### Listed entries
-*-*-

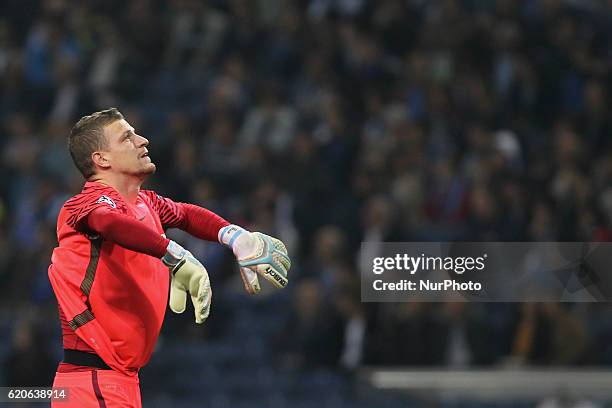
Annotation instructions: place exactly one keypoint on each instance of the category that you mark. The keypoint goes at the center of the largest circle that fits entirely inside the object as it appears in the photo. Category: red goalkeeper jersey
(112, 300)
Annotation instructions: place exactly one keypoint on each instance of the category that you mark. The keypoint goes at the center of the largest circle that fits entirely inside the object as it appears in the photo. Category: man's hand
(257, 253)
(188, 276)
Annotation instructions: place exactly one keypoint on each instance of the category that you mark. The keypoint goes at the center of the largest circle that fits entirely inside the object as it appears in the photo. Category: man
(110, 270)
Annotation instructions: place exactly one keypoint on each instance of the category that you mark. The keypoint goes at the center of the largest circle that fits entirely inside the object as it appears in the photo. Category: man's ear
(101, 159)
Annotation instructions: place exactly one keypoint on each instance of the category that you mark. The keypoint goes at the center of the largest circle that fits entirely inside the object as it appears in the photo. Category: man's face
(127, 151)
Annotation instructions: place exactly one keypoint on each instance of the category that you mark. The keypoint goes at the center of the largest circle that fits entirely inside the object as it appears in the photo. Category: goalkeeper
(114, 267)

-*-*-

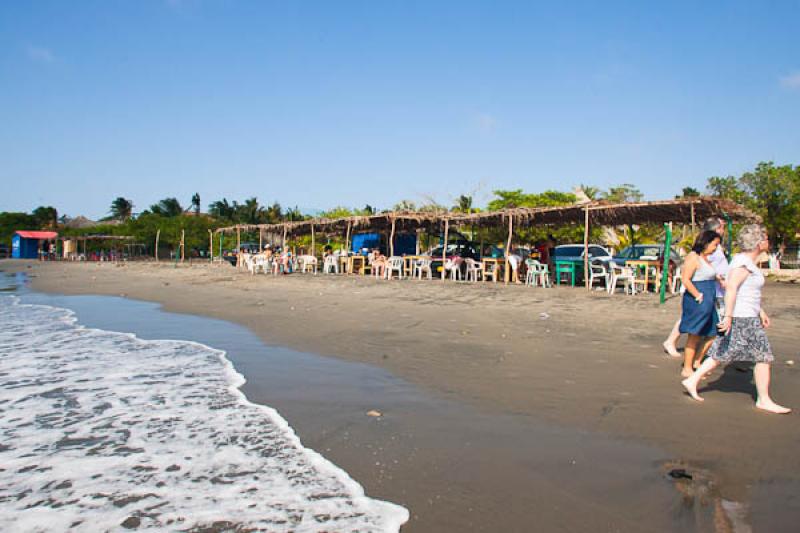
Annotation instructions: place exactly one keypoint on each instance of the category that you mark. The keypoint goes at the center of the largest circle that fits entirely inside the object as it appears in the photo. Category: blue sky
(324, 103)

-*-*-

Please list every line in the entries above that contains the word "goalkeeper", copying each one in full.

### Exercise solution
Annotation instructions: place exactly one keypoint on each instance of the category that you mark. The keypoint goes at the center of the largest circle that fits entirely inside the object as it appears in the photo. Category: red goalkeeper jersey
Annotation instructions: place exactly one keypoint on each instance of the category that you mark. The keypoint goes at the center of the largest circle that fits entirely inside the object as it appears in the photo. Category: goalkeeper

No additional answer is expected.